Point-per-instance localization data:
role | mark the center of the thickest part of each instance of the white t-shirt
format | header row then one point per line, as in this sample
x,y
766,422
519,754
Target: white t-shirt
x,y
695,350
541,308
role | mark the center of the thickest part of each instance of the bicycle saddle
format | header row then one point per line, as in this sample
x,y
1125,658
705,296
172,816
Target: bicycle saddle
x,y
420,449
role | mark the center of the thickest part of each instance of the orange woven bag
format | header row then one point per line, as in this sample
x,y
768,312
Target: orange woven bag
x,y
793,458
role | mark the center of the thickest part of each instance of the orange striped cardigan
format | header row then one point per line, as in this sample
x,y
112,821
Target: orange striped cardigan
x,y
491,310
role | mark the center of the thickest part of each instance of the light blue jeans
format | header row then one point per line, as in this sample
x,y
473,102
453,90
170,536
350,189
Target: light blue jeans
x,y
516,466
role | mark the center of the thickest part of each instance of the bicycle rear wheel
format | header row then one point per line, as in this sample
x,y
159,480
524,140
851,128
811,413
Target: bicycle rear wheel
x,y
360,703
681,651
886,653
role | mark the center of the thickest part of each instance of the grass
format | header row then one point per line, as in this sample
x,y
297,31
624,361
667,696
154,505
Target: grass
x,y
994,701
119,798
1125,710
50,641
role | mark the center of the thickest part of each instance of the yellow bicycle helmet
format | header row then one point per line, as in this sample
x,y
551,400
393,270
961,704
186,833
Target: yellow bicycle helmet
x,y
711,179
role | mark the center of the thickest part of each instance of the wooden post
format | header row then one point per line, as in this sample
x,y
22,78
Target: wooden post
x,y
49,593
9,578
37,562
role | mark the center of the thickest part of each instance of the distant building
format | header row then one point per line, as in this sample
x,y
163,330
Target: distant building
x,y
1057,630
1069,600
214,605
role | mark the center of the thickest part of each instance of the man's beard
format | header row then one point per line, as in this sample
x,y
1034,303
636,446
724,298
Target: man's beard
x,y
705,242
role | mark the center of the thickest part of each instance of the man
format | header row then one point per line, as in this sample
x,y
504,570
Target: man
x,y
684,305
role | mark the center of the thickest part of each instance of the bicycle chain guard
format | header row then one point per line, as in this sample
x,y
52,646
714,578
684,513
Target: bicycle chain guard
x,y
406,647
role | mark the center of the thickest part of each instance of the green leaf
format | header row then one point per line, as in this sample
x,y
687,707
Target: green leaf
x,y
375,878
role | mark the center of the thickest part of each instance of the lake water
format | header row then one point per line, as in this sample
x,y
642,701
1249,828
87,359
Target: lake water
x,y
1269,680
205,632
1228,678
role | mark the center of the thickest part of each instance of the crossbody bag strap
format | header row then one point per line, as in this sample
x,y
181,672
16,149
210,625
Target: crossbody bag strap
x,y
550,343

...

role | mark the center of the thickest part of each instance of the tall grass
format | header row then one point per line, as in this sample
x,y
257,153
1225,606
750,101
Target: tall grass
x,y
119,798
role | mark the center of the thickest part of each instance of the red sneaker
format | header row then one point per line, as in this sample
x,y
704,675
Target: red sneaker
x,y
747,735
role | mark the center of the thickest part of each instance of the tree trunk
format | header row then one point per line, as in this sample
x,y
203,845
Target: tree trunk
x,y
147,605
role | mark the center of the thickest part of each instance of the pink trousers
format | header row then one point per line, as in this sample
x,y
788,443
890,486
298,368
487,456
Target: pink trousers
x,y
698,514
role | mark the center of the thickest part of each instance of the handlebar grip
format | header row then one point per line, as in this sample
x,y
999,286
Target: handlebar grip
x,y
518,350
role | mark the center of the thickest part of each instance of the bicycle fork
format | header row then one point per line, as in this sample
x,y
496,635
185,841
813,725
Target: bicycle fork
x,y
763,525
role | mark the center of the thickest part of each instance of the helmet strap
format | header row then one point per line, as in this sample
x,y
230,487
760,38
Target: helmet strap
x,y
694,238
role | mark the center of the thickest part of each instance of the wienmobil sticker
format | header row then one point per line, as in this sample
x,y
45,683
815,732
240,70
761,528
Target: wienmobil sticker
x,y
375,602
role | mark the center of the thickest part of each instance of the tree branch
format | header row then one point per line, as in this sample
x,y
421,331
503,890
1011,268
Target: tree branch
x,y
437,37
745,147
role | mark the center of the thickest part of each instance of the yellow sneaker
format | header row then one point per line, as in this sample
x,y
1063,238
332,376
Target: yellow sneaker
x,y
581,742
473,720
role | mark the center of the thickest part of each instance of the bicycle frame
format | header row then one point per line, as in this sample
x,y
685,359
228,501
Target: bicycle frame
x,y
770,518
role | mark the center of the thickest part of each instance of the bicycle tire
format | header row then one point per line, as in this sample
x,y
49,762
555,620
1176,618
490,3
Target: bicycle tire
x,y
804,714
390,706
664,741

WHAT TO DO:
Retype only the lines above between the line with "the white t-shirt" and the line with "the orange woven bag", counting those two lines as well, and keep every character as it is.

SOLUTION BELOW:
role | mark the center of the thickest part of each instance of the white t-shirt
format | header row then one point per line, as in this sample
x,y
766,422
519,754
Target: white t-shirt
x,y
695,350
541,308
role | mark the center of the thickest part of each instance of the bicycle saddle
format | header row then one point per line, as in this sample
x,y
1125,658
705,296
172,816
Target: bicycle saddle
x,y
420,449
role | mark the center of the thickest part of each instance of the orange woven bag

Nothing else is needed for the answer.